• Text segment:
━━━━━━━━━━

Rutshuru, DRC - Rebel fighters on Monday pushed to ring a regional capital in Democratic Republic of Congo, as medical charity MSF said it had treated scores of wounded civilians and was sheltering hundreds.

The so-called M23 rebels are moving toward the key city of Goma, the regional capital of Nord-Kivu province. The mountainous and resource-rich region bordering Uganda and Rwanda has long been torn by ethnic violence and power struggles.

The M23 last week launched its drive for Goma, which they intend to encircle and take "without firing", Colonel Innocent Kayima told AFP.

The United Nations mission in DRC and has on several occasions scrambled helicopter gunships to push back the rebels.

The group is made up of Tutsi fighters who were integrated into the regular army in 2009 but mutinied in April over pay and conditions.

Since then, the regular army has been mired in back-and-forth conflict with the rebels, who have increasingly scored humiliating defeats over the army.

Kinshasa has accused Rwanda of sponsoring the rebellion and M23, a charge Kigali denies.

International charity Medecins Sans Frontieres, or Doctors Without Borders, said Monday about 1 000 people had sought shelter in its hospital in Rutshuru, about 75km north of Goma, since 24 July when rebels began their offensive.

━━━━━━━━━━

Items in a dataset

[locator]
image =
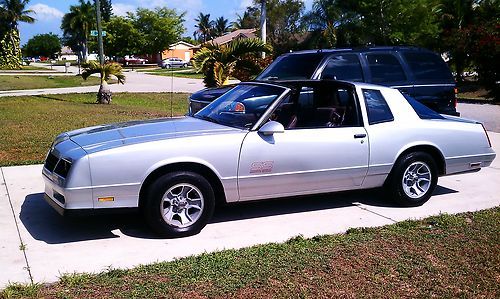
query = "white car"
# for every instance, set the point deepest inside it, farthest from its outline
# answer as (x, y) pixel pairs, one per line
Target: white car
(260, 141)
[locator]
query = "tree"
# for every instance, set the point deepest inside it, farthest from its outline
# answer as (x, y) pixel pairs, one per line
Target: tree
(160, 28)
(43, 45)
(284, 26)
(106, 10)
(219, 62)
(76, 26)
(204, 27)
(106, 71)
(221, 26)
(122, 37)
(249, 19)
(11, 13)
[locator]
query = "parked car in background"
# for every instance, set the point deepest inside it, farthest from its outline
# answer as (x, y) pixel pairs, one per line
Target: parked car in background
(417, 72)
(259, 141)
(130, 59)
(173, 62)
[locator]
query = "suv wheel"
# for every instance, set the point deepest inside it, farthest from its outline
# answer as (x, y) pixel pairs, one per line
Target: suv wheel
(179, 204)
(413, 179)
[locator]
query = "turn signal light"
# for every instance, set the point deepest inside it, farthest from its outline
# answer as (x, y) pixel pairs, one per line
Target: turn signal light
(109, 198)
(485, 132)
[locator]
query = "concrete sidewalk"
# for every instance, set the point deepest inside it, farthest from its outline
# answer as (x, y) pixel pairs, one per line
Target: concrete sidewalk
(54, 245)
(135, 82)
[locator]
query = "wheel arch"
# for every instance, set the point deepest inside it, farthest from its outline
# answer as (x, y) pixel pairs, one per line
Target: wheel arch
(195, 167)
(430, 149)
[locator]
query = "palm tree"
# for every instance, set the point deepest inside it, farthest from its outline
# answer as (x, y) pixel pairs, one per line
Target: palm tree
(221, 26)
(76, 25)
(11, 13)
(219, 62)
(248, 20)
(106, 71)
(324, 17)
(205, 27)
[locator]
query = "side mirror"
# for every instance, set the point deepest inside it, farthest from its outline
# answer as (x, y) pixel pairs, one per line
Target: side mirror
(271, 127)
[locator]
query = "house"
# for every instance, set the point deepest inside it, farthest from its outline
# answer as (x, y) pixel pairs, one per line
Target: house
(67, 54)
(237, 34)
(181, 49)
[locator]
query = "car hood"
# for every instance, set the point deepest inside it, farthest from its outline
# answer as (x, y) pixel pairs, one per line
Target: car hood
(98, 138)
(210, 94)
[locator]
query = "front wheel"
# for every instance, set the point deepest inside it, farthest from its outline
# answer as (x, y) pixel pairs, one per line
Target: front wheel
(413, 179)
(179, 204)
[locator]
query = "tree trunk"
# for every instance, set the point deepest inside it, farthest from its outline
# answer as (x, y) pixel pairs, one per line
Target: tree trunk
(104, 95)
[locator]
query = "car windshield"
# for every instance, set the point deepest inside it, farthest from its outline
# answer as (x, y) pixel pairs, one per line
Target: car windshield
(292, 67)
(241, 106)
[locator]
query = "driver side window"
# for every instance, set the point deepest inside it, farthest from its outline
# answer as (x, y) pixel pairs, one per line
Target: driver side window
(319, 106)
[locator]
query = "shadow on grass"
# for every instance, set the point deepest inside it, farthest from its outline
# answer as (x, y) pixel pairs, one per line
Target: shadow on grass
(45, 224)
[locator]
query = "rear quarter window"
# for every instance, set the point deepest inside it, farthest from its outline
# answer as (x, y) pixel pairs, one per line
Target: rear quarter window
(428, 67)
(385, 68)
(292, 67)
(343, 67)
(376, 107)
(422, 111)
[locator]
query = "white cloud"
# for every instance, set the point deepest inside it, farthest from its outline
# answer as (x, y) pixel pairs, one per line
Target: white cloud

━━━━━━━━━━

• Work instruction A:
Summarize the news excerpt on the M23 rebels in two sentences.
• Work instruction B:
Write out the part of the news excerpt between "The so-called M23" and "pay and conditions.", inclusive, switching "rebels" to "insurgents".
• Work instruction C:
Pick up the news report on the M23 advance on Goma after its last sentence and continue it.

• Task response A:
M23 rebels, Tutsi fighters who joined the regular army in 2009 and mutinied in April over pay and conditions, are moving to encircle Goma, the regional capital of Congo's Nord-Kivu province. Kinshasa accuses Rwanda of sponsoring the rebellion, which Kigali denies, and MSF said about 1 000 people have sought shelter in its Rutshuru hospital since the offensive began on 24 July.

• Task response B:
The so-called M23 insurgents are moving toward the key city of Goma, the regional capital of Nord-Kivu province. The mountainous and resource-rich region bordering Uganda and Rwanda has long been torn by ethnic violence and power struggles.

The M23 last week launched its drive for Goma, which they intend to encircle and take "without firing", Colonel Innocent Kayima told AFP.

The United Nations mission in DRC and has on several occasions scrambled helicopter gunships to push back the insurgents.

The group is made up of Tutsi fighters who were integrated into the regular army in 2009 but mutinied in April over pay and conditions.

• Task response C:
The group said it had treated 66 people, many of them suffering injuries from bullets, shrapnel and rockets. A man and a five-year-old girl died from their wounds.

Most of the injured had to undergo emergency surgery, MSF said, adding that it was the first time since May that fighting had centred on civilian areas and many people had fled the area in panic.

"People are afraid and they don't want to go home," said Patrick Wieland, the head of MSF's mission in the area.

Additionally, several thousand others have fled to Kanyaruchinya, a small town a few kilometres north of Goma.

In total, more than 470,000 Congolese have been displaced in eastern DRC since April: 220,000 in North Kivu, 200 000 in South Kivu and at least 51 000 to neighbouring Uganda (31 600) and Rwanda (19 400).

The UN says it has received reports of indiscriminate and summary killings of civilians, rape and torture.